**TEXTO PARA LEITURA**
A equipe econômica prepara a volta do famigerado
imposto do cheque. É a ideia mais nefasta da Reforma Tributária, que com seu
efeito cascata penaliza o trabalhador, dificulta o ambiente de negócios e
asfixia a economia – além de estimular a informalidade. Cabe à Câmara barrar
tal insanidade
O
anacrônico sistema tributário brasileiro foi remendado ao longo das últimas
décadas até se tornar um pesadelo improdutivo e kafkiano. Exige uma
reformulação urgente para melhorar a competitividade do País e deixar de
penalizar o contribuinte que sustenta uma máquina pública hipertrofiada e
ineficiente. Essa avaliação é unânime. Mas, em se tratando de Brasil, o que é
ruim sempre pode piorar. O risco é iminente. Em fase final de elaboração, o
projeto do governo Jair Bolsonaro destinado a reformular o sistema tributário
ressuscita uma das piores experiências já realizadas no País: o imposto do
cheque – ou seja, a taxação sobre operações financeiras. Denominado
Contribuição sobre Pagamentos (CP), o novo imposto pode asfixiar a economia com
seu efeito cascata e insuflar a informalidade. Um retrocesso sem precedentes.
Imagine a volta do dinheiro no colchão ou mesmo do escambo? Sim, porque é
lícito imaginar que as pessoas, temendo a perda da renda mensal e do
consequente poder de compra, irão fugir em desabalada carreira da nova mordida
do Leão. A saída para evitar a sobretaxação será uma espécie de
desbancalização, quer dizer, a circulação de recursos fora do sistema bancário
e as transações em dinheiro vivo, o que além de tudo pode estimular, por óbvio,
a corrupção.
A
justificativa canhestra é de que o novo tributo vai ser usado para compensar a
desoneração das folhas de pagamentos – empresários deixariam de pagar a
contribuição previdenciária patronal. Trata-se de um sofisma, pois não há
garantias de ganhos de um lado, mas há certezas de incalculáveis perdas do
outro, nas faixas onde se concentram a maioria da população. Na verdade, o
imposto trará a reboque todos os cacoetes equivocados de taxação. Senão
vejamos. Ele impõe taxas em torno de 2%, e seria cobrado nas duas pontas: cada
vez que um depósito é feito em uma conta corrente, e também quando há um
resgate. Assim, a cada movimentação, seria subtraído 4% do titular (a antiga
CPMF tinha uma alíquota de 0,38%, cobrada apenas na retirada). Pior é o efeito
cumulativo da taxação. Quem recebe o seu salário ou deposita um cheque, por
exemplo, será descontado. Ao pagar uma conta, será taxado novamente. Ao
transferir o dinheiro para outra conta, cobrado mais uma vez, e assim por
diante. No caso das indústrias, que dependem de dezenas ou centenas de
fornecedores, esse efeito cascata encarece o produto e derruba a eficiência.

**TAREFA PROPOSTA**
Extraia do texto sobre o imposto do cheque o trecho que começa nas palavras "Imagine a volta" e termina depois de "a corrupção.", sem alterar nada.

**MATERIAL FORNECIDO**

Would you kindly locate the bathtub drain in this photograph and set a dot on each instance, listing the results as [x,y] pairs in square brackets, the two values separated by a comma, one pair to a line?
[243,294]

**RESPOSTA DO EXERCÍCIO**
Imagine a volta do dinheiro no colchão ou mesmo do escambo? Sim, porque é
lícito imaginar que as pessoas, temendo a perda da renda mensal e do
consequente poder de compra, irão fugir em desabalada carreira da nova mordida
do Leão. A saída para evitar a sobretaxação será uma espécie de
desbancalização, quer dizer, a circulação de recursos fora do sistema bancário
e as transações em dinheiro vivo, o que além de tudo pode estimular, por óbvio,
a corrupção.